#### EXTRACTED TEXT

Lofty goals, brewing discontent
GW’s ambitions in China swelled quickly once Guthrie, a expert on Chinese economic development, was hired in 2010 to lead the business school.
The University acquired academic buildings in the city of Suzhou, and became the D.C. home to the Confucius Institute, an offshoot of the Chinese government that teaches non-degree language and culture courses. Plans for China became a central part of GW’s globalization goals in its decade-long strategic plan approved in May.
All the while, administrators traveled several times a year to China to build ties with universities and potential donors.
The flurry of activity, though, raised eyebrows among faculty. They questioned whether degree programs would be financially viable and how much faculty would be paid for teaching 7,000 miles away.
Shawn McHale, associate professor of international affairs and former director of the Sigur Center for Asian Studies, said Guthrie’s appointment to lead the University’s efforts in China “came out of left field.”
He added that faculty with experience in Asian studies were left completely out of discussions that were closed off between Guthrie and other top administrators.
“Essentially, unless you have buy-in from the faculty and other constituencies, the strategy ends up being relatively hollow,” McHale said.
Charles Garris, a member of the Faculty Senate and an engineering professor, said professors resented growth in China because Guthrie and other administrators were “secretive” about plans.

########

### ACTIVITY LIST
1. In the passage on GW's ambitions in China, copy the part starting at "The University acquired" and ending at "7,000 miles away.", replacing "administrators" with "officials".
2. Answer these questions from the passage on GW's ambitions in China:
(a) In what year was Guthrie hired to lead the business school?
(b) In which city did the University acquire academic buildings?
(c) Of what body is Charles Garris a member?
The lines that come next are from a separate source.

#### DATA SECTION

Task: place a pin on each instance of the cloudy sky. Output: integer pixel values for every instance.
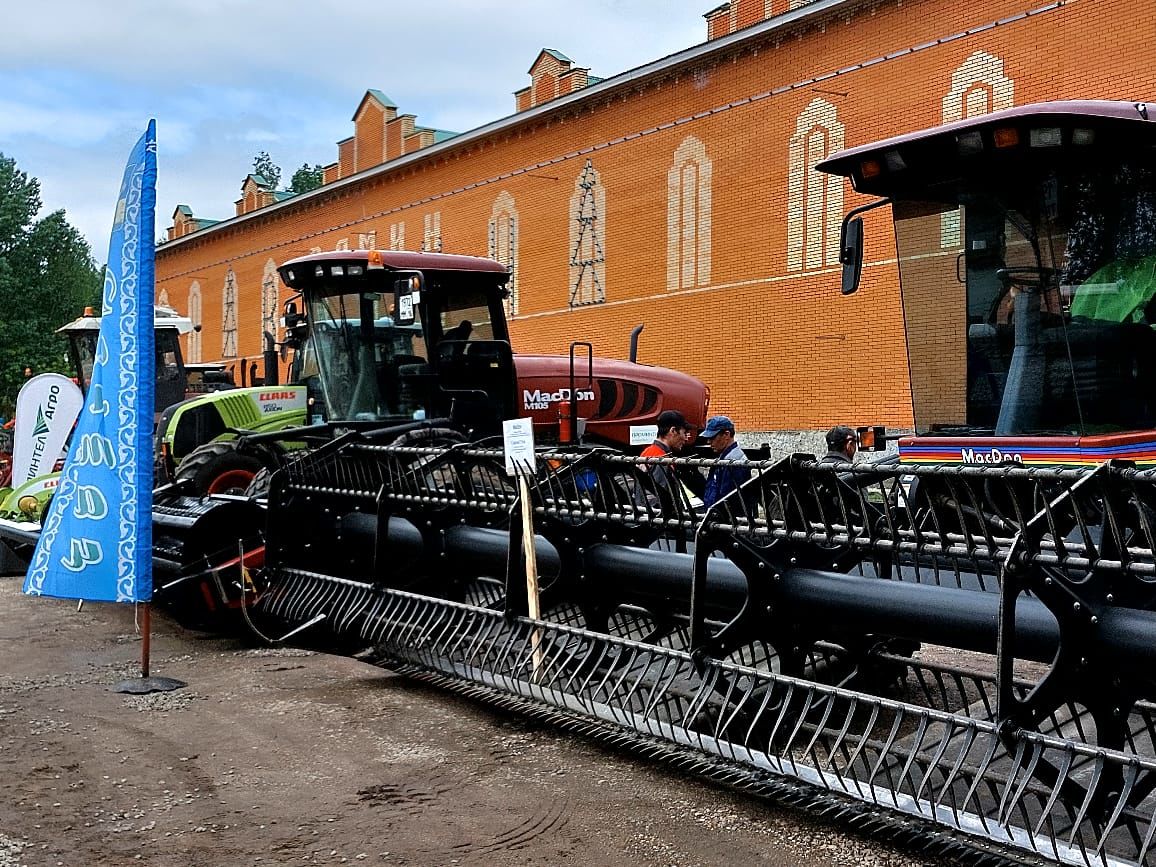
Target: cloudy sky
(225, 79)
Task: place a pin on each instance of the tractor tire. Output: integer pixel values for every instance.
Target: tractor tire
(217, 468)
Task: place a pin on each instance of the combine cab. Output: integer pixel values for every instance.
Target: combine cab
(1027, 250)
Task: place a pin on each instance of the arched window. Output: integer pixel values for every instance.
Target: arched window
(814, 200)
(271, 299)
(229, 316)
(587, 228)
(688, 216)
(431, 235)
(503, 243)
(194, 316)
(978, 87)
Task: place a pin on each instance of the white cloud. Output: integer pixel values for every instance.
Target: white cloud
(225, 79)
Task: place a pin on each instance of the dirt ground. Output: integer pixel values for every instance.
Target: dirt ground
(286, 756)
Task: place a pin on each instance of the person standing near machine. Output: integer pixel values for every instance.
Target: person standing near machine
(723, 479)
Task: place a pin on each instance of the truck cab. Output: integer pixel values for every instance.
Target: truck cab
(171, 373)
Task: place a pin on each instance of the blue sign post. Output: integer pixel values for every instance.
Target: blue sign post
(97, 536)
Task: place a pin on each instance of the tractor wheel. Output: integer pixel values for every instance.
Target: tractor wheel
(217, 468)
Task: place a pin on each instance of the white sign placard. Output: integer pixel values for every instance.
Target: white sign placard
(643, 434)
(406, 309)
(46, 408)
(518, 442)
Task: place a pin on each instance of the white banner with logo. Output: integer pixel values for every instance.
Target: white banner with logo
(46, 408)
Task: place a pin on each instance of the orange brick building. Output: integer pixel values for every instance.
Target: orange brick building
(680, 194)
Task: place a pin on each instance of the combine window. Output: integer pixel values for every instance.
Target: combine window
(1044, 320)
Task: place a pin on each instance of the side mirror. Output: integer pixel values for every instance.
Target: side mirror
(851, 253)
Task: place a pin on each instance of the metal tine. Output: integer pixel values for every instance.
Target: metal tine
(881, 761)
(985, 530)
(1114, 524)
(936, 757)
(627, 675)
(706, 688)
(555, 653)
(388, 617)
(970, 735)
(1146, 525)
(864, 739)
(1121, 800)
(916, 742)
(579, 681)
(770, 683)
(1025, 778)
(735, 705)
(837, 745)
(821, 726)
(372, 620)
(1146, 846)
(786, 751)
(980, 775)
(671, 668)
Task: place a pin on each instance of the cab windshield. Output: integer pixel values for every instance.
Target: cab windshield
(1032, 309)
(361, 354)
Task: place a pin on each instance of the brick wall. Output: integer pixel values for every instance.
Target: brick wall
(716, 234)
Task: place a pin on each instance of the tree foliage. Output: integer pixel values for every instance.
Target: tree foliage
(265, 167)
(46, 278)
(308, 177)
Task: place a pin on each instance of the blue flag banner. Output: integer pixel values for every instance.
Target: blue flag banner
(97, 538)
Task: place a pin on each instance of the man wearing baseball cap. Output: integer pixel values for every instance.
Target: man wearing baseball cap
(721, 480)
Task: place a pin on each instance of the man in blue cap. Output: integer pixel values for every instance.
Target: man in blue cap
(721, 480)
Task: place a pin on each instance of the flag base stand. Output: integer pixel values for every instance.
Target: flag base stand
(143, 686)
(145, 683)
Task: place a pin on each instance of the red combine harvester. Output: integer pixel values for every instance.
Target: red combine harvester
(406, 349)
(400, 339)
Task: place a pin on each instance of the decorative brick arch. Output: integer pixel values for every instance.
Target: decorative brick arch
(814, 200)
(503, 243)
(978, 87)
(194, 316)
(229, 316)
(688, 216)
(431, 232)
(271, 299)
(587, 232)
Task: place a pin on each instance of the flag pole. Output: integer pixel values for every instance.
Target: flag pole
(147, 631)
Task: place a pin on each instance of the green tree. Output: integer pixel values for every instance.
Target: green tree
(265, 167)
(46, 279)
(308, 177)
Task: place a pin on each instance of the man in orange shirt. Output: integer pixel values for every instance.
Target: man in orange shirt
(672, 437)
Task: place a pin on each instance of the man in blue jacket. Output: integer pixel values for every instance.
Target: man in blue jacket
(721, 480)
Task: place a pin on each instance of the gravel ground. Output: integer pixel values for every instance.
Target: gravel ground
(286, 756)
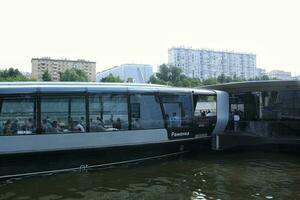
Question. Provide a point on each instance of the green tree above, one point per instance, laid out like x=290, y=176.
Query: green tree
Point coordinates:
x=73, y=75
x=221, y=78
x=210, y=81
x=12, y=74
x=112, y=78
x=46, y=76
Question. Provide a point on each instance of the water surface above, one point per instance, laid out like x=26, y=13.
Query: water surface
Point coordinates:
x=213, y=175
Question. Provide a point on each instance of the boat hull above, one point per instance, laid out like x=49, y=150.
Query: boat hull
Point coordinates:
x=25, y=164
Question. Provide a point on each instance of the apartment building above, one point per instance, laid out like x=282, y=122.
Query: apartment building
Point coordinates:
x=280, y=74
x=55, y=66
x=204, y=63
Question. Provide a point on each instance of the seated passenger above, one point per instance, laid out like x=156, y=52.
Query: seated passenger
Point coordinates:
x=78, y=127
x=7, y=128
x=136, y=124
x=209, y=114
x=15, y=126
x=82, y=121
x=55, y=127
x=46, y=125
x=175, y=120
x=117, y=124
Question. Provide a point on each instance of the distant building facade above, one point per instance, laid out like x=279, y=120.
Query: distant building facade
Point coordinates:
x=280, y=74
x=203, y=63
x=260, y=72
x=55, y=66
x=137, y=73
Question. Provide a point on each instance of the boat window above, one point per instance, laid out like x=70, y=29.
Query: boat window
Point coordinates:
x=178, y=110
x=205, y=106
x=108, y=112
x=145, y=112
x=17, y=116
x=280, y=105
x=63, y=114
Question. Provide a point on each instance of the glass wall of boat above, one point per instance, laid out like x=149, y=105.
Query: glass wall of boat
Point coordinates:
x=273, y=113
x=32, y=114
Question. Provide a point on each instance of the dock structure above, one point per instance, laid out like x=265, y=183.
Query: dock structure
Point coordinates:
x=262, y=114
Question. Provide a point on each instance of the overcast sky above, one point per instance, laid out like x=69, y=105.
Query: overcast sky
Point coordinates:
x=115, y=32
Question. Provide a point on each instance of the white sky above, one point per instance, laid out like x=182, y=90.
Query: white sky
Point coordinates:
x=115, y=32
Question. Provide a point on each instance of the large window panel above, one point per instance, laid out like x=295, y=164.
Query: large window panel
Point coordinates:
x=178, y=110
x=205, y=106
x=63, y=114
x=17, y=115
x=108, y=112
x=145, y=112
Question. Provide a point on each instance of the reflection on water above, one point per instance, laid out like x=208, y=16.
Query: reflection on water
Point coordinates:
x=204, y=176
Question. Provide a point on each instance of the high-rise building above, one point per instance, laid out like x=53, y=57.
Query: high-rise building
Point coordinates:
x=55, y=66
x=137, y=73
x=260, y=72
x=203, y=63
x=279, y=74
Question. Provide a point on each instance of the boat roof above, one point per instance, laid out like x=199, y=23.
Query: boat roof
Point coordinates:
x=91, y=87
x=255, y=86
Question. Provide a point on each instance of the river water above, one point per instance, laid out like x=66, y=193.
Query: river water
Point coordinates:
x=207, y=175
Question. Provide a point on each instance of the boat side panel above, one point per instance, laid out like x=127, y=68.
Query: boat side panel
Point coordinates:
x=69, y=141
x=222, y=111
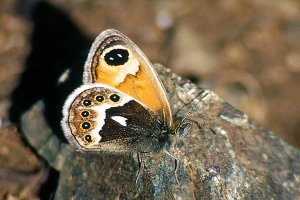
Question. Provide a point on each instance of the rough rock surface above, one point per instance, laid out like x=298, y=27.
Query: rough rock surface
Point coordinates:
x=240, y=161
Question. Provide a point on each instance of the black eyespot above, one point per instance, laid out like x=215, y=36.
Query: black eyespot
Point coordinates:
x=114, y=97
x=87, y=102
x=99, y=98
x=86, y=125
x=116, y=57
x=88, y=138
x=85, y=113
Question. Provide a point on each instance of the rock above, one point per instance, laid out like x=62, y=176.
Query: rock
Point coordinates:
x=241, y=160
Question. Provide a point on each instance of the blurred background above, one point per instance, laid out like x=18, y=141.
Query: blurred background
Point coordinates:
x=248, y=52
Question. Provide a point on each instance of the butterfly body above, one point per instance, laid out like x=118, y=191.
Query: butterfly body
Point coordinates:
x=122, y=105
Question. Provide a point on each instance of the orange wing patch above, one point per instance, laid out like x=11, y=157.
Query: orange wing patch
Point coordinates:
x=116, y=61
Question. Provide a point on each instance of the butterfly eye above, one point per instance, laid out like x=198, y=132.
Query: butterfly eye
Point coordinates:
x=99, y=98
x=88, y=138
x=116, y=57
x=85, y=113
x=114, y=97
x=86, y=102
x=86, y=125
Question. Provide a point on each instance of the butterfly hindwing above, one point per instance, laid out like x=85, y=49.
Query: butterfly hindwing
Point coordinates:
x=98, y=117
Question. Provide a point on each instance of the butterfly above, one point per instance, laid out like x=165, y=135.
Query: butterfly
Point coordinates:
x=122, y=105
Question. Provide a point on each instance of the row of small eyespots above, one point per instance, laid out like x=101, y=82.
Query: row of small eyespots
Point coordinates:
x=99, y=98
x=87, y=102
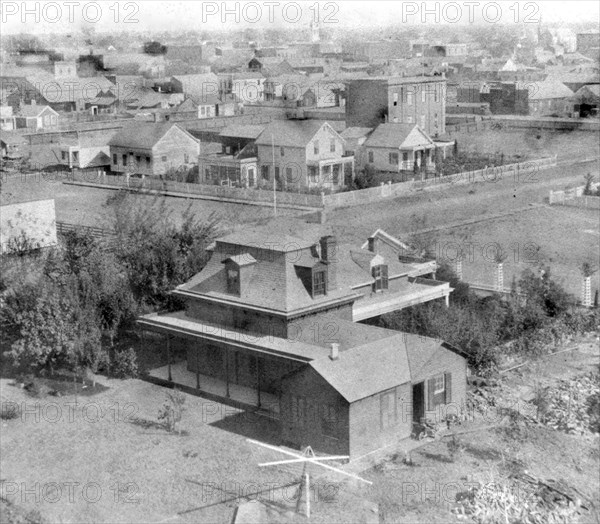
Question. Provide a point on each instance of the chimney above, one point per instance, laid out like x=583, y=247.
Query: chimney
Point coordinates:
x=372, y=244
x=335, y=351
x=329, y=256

########

### SOLUTIONS BY TASK
1.
The University acquired academic buildings in the city of Suzhou, and became the D.C. home to the Confucius Institute, an offshoot of the Chinese government that teaches non-degree language and culture courses. Plans for China became a central part of GW’s globalization goals in its decade-long strategic plan approved in May.
All the while, officials traveled several times a year to China to build ties with universities and potential donors.
The flurry of activity, though, raised eyebrows among faculty. They questioned whether degree programs would be financially viable and how much faculty would be paid for teaching 7,000 miles away.

2.
(a) 2010
(b) Suzhou
(c) The Faculty Senate